**Directive 1:** Return, without any change, the lines in the records starting at the line that contains "Should you be willing to segment every instance of the blurred" and ending at the line that contains "M 223 20 L 223".

7.1 Extensive form and subgame perfection: simple depiction

How does the Battle of Sexes game change if Wife chooses first, Husband observes her choice, and then he chooses

What do you think will happen?

A. Wife: Ballet, Husband: Box
B. Wife: Ballet, Husband: Ballet
C. Wife: Box, Husband: Ballet
D. Wife: Box, Husband: Box

Remember, it’s a one-shot game … unrealistic within a marriage of course

The wife has two strategies: Ballet or Boxing
The husband has four contingent strategies, but we focus on what he will do in each of his two possible ‘decision nodes’

Here we see there is a ‘first-mover advantage’. (Unfold)

It is better to be the first-mover than the second mover in such a game. If we switched the order, the wife would likely become better off and the husband worse off.

**Source data:**

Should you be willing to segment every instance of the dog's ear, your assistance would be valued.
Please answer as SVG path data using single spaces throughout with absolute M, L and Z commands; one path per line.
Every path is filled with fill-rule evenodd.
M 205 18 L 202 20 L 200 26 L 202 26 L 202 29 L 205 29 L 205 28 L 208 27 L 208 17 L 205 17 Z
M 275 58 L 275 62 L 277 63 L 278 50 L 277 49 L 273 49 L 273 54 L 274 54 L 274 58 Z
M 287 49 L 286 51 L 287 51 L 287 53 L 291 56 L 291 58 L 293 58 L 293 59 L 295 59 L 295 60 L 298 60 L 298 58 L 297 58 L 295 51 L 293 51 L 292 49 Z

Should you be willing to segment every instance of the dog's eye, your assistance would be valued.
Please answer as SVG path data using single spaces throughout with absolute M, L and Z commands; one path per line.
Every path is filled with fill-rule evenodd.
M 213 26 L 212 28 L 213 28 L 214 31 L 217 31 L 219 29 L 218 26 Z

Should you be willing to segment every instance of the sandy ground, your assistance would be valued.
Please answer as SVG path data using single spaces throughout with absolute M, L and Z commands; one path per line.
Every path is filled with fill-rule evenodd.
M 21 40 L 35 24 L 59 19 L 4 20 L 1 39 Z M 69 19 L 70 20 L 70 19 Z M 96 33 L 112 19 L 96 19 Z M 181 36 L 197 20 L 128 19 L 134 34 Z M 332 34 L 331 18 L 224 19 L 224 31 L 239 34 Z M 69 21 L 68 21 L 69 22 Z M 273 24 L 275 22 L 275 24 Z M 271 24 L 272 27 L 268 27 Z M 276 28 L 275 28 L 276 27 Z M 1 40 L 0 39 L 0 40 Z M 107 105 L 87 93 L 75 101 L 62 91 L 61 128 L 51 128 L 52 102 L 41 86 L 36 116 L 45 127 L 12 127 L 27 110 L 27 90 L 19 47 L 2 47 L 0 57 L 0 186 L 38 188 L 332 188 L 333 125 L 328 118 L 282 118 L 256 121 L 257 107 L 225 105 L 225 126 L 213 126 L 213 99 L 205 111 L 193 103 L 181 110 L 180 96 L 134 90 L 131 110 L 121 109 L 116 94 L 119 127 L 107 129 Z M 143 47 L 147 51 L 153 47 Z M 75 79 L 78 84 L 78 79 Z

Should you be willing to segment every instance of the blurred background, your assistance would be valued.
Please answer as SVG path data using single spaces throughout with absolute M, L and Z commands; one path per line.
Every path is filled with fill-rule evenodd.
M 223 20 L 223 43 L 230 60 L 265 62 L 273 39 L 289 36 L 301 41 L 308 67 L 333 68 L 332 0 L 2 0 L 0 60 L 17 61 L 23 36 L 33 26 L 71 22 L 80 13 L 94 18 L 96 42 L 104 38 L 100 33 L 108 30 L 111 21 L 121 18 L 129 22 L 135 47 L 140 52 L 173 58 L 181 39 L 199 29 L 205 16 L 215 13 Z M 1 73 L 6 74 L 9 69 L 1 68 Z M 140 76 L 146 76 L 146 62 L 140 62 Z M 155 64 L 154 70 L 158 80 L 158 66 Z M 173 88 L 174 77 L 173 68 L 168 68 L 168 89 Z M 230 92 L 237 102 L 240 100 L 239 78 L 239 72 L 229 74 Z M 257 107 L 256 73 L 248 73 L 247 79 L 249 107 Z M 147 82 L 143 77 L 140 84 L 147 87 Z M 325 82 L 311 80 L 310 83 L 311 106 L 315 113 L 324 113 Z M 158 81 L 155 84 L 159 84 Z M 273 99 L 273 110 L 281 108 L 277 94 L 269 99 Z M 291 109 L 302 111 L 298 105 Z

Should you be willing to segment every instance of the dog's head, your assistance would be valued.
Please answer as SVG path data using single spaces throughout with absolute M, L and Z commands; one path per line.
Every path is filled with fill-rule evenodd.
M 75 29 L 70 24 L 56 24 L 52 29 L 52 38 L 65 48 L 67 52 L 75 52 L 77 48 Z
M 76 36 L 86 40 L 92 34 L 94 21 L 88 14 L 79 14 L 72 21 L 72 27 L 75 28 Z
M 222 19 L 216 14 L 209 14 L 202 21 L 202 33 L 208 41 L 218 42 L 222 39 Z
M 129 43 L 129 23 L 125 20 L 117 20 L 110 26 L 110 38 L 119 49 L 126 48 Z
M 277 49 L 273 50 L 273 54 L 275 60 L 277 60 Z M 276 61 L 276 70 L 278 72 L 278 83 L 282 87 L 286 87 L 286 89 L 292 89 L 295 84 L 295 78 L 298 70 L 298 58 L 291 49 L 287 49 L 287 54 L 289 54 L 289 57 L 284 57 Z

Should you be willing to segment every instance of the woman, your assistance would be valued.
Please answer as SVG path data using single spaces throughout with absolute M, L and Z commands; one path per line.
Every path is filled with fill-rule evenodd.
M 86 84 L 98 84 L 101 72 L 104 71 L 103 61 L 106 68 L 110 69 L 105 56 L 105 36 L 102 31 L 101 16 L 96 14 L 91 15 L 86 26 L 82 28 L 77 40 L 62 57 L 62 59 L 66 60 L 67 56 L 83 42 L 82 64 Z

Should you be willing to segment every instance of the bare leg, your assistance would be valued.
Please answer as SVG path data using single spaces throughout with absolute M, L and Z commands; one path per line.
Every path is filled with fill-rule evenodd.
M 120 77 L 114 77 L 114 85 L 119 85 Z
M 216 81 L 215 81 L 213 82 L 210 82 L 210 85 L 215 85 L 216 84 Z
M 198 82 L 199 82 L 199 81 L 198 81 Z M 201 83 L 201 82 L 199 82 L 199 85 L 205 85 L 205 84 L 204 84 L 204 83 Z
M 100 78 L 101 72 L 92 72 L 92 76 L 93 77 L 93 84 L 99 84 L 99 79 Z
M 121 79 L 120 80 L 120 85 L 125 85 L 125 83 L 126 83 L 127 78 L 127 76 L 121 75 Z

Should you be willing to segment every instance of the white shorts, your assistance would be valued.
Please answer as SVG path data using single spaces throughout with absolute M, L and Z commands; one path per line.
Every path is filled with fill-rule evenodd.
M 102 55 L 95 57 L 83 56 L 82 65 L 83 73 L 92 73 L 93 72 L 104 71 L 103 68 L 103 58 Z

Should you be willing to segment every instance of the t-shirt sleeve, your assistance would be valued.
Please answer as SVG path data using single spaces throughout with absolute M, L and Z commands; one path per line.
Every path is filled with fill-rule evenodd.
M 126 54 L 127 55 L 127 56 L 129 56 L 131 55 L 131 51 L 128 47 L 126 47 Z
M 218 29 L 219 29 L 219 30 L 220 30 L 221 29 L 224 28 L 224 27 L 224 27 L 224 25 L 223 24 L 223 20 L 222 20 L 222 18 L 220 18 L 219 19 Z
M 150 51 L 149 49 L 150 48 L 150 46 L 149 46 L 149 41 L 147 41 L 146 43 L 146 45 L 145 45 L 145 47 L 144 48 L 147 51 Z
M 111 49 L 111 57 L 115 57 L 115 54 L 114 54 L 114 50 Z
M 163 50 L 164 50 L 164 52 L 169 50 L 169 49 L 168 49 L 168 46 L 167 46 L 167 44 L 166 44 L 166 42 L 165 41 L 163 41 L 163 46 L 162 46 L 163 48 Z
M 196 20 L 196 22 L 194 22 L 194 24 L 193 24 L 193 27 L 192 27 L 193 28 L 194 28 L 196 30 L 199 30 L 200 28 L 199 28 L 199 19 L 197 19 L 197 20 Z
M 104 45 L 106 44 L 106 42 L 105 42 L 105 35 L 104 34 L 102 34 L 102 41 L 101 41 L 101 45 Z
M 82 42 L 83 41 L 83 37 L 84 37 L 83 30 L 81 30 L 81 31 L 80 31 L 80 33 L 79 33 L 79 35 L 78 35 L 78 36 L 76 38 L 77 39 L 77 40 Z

---

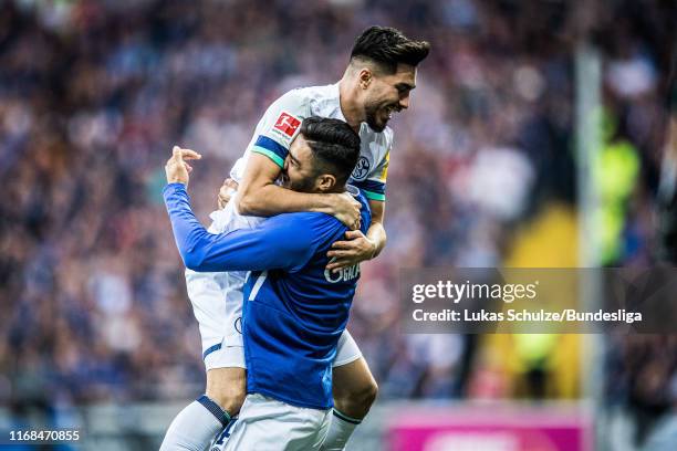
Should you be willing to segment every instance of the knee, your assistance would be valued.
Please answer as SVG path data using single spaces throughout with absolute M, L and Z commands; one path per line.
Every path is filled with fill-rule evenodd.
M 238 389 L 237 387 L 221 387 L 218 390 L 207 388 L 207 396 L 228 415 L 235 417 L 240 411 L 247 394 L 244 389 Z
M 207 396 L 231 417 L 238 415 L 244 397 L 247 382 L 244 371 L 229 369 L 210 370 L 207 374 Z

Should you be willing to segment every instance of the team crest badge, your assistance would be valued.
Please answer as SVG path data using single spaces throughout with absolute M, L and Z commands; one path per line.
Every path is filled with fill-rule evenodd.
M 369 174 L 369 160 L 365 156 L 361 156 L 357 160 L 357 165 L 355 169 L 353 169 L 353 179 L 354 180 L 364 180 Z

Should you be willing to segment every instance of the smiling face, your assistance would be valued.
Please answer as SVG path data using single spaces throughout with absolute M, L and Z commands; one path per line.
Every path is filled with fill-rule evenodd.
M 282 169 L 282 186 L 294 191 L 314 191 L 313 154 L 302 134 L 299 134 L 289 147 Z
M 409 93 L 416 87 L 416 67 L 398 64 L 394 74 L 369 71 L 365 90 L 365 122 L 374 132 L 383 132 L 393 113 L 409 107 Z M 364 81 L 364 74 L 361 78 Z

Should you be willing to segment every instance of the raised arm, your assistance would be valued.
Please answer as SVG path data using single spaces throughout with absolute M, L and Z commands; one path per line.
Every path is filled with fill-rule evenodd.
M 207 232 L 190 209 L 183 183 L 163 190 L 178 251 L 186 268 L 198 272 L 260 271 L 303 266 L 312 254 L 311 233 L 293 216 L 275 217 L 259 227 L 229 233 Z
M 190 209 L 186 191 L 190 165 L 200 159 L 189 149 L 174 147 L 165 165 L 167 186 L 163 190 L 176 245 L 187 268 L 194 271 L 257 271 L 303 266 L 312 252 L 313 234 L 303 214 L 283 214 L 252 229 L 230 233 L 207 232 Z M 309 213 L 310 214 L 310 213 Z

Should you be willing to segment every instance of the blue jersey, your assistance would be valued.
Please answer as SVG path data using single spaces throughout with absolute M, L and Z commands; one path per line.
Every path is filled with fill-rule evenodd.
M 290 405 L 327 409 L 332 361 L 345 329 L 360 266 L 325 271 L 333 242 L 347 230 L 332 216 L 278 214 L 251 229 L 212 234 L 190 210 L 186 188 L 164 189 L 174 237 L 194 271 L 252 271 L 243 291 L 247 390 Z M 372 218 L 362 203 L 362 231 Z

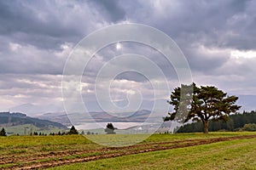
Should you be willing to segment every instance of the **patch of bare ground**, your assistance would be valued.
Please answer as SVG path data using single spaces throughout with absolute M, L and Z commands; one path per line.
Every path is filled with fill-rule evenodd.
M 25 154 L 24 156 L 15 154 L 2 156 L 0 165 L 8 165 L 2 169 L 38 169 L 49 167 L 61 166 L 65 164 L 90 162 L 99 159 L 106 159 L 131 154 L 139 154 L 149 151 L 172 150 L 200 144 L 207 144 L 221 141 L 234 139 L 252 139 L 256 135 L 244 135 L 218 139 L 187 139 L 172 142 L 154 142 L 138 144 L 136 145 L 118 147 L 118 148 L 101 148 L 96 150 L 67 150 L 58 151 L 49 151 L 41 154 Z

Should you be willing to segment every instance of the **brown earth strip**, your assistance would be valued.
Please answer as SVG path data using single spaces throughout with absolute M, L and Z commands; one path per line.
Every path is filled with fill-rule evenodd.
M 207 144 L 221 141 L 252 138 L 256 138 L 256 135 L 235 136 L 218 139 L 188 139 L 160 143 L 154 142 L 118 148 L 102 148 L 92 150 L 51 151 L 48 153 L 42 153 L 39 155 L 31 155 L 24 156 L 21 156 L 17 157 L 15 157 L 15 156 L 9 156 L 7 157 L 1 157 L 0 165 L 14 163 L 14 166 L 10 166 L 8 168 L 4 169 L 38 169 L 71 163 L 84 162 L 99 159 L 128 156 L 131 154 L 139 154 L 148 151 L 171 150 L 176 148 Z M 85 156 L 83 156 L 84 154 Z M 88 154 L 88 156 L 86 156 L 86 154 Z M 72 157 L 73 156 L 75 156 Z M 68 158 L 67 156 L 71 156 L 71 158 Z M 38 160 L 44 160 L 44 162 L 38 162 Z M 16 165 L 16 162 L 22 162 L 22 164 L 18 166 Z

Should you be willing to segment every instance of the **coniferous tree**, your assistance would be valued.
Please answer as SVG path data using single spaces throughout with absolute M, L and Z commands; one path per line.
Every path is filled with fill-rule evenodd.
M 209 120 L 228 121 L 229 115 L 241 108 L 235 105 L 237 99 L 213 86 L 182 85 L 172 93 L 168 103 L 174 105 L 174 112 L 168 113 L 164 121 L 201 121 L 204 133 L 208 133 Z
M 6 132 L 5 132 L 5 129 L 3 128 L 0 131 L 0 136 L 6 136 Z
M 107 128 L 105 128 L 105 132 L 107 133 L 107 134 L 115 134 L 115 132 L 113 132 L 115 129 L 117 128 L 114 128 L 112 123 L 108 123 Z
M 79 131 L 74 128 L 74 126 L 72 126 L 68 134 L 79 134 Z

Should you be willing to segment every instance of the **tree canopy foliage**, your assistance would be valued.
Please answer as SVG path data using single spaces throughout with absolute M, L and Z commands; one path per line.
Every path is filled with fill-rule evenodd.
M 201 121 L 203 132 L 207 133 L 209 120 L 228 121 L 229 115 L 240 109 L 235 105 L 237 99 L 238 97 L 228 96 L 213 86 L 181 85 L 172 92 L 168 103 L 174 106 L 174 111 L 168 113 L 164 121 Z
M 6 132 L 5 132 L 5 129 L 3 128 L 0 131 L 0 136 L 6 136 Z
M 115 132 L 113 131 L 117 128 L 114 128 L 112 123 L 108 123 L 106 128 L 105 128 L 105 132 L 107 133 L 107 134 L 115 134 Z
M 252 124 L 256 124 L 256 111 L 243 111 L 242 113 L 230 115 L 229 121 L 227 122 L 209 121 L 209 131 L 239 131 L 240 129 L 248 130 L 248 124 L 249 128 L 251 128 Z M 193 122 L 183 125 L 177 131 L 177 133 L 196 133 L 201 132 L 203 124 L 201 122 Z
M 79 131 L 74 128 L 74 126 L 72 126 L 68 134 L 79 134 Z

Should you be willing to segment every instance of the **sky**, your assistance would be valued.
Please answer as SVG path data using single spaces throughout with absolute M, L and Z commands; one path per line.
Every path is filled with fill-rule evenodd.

**Directive 2:** Retype the game theory passage word for word, starting at "The wife has" and ending at "a ‘first-mover advantage’. (Unfold)".

**Exercise response 1:**
Should you be willing to segment every instance of the blurred background, your assistance would be valued.
Please answer as SVG path data using single spaces throughout with absolute M, L and Z commands; one path per line.
Every path is filled with fill-rule evenodd.
M 223 20 L 223 43 L 230 60 L 265 62 L 273 39 L 289 36 L 301 41 L 308 67 L 333 68 L 332 0 L 2 0 L 0 60 L 17 61 L 23 36 L 33 26 L 71 22 L 80 13 L 94 18 L 96 42 L 104 38 L 100 33 L 108 30 L 111 21 L 121 18 L 129 22 L 135 47 L 140 52 L 173 58 L 181 39 L 199 29 L 205 16 L 215 13 Z M 1 73 L 6 74 L 9 69 L 1 68 Z M 140 76 L 146 76 L 146 62 L 140 62 Z M 155 64 L 154 70 L 158 80 L 158 66 Z M 173 88 L 174 77 L 173 68 L 168 68 L 168 89 Z M 230 92 L 237 102 L 240 100 L 239 78 L 239 72 L 229 74 Z M 257 107 L 256 73 L 248 73 L 247 79 L 249 107 Z M 147 82 L 143 77 L 140 84 L 147 87 Z M 325 82 L 311 80 L 310 83 L 311 106 L 315 113 L 324 113 Z M 158 81 L 155 84 L 159 84 Z M 273 99 L 273 110 L 281 108 L 277 94 L 269 99 Z M 291 109 L 302 111 L 298 105 Z

**Exercise response 2:**
The wife has two strategies: Ballet or Boxing
The husband has four contingent strategies, but we focus on what he will do in each of his two possible ‘decision nodes’

Here we see there is a ‘first-mover advantage’. (Unfold)